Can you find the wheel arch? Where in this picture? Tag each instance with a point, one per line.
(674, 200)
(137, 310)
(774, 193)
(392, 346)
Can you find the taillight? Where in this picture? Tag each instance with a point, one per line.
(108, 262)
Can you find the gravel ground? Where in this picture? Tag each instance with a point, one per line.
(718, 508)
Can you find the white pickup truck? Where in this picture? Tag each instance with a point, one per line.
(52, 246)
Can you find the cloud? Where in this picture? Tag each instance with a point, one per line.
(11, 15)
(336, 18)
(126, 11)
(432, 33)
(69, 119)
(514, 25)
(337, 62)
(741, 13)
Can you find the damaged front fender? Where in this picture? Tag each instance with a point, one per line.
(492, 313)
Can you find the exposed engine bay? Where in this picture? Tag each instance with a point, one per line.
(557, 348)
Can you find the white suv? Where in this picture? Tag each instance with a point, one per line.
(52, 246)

┄┄┄┄┄┄┄┄┄┄┄┄┄┄┄┄┄┄┄┄

**YOUR OBJECTIVE:**
An exact restatement of the data is required.

**OUTPUT FOR THIS TASK:**
Can you find the wheel arch? Where in this picture? Tag each instance with a point, one per line.
(674, 200)
(137, 310)
(774, 193)
(392, 346)
Can you find the taillight? Where in this picture? Tag each instance with a point, one per line.
(108, 262)
Can you find the gravel ground? Where in this picture? Tag each instance with a point, one per line.
(718, 508)
Can you find the white pickup truck? Where in this picture? Tag each instance with a point, one per line.
(52, 246)
Can you find the cloud? Where in this picture? Tag each instance with a point, one per line.
(11, 15)
(336, 18)
(126, 11)
(432, 33)
(69, 119)
(514, 25)
(337, 62)
(741, 13)
Can you find the damaged front fender? Where in this picture? Tag each instance with a point, one per line.
(492, 313)
Can you find the exposed engine bay? Where in this picture? Tag each instance with a point, one per line.
(557, 348)
Can you find the white suv? Where in this picture? Tag each instance with a point, one per line.
(52, 246)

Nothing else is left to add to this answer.